__Kutipan Teks__
Saya memandang ke kejauhan dan melihat sebuah pulau hijau yang indah. Kemudian saya melihat bahwa keluarga saya sedang berdiri di pulau itu, dan istri saya sedang menggendong putra bungsu kami. Mereka memberi isyarat agar saya bergabung dengan mereka. Tetapi saya berpikir, bagaimana saya dapat bergabung dengan mereka? Lautan sedang terbakar, kapalnya sedang terbakar, dan tidak ada jalan agar saya dapat mencapai mereka.

__Tugas Anda__
A - Sebutkan semua orang atau kelompok orang, selain pencerita, yang disebut dalam kutipan tentang pulau hijau.
B - Tolong lanjutkan kutipan tentang pulau hijau itu, dimulai setelah kalimat terakhirnya.
Materi di bawah ini berasal dari sumber yang berbeda.

__Cuplikan Data__
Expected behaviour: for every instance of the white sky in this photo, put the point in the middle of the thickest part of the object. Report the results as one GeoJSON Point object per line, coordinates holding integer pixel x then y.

__Hasil__
A - Keluarga pencerita, istrinya, dan putra bungsu mereka.

B -
Kemudian tiba-tiba saya mendengar sebuah suara berkata, “Carilah maka kamu akan menemukan, mintalah maka kamu akan menerima, dan ketuklah maka pintu akan dibukakan bagimu.” Saya memandang ke arah pulau itu, dari mana suara itu berasal, dan di belakang keluarga saya ada satu sosok putih yang indah. Saya tidak dapat melihat wajah-Nya, tetapi saya tahu bahwa itu adalah Tuhan Yesus. Dia berdiri di belakang mereka, merangkulkan tangan-Nya pada mereka. Rasa takut saya hilang, dan saya melihat diri saya pergi melalui laut yang terbakar itu. Begitu saya tiba, saya mulai menangis seperti seorang bayi. Doa berakhir pada saat itu.
Saya menangis selama 30 atau 40 menit setelah itu. Istri saya beberapa kali menanyakan apa yang saya lihat, dan saya menceritakan penglihatan itu kepadanya. Dia bertanya, “Menurutmu apa yang ingin disampaikan Tuhan kepadamu?” Saya berkata, “Kita akan pergi ke San Fransisco. Kita perlu pergi dan aku perlu dibaptis untuk pengampunan dosaku.”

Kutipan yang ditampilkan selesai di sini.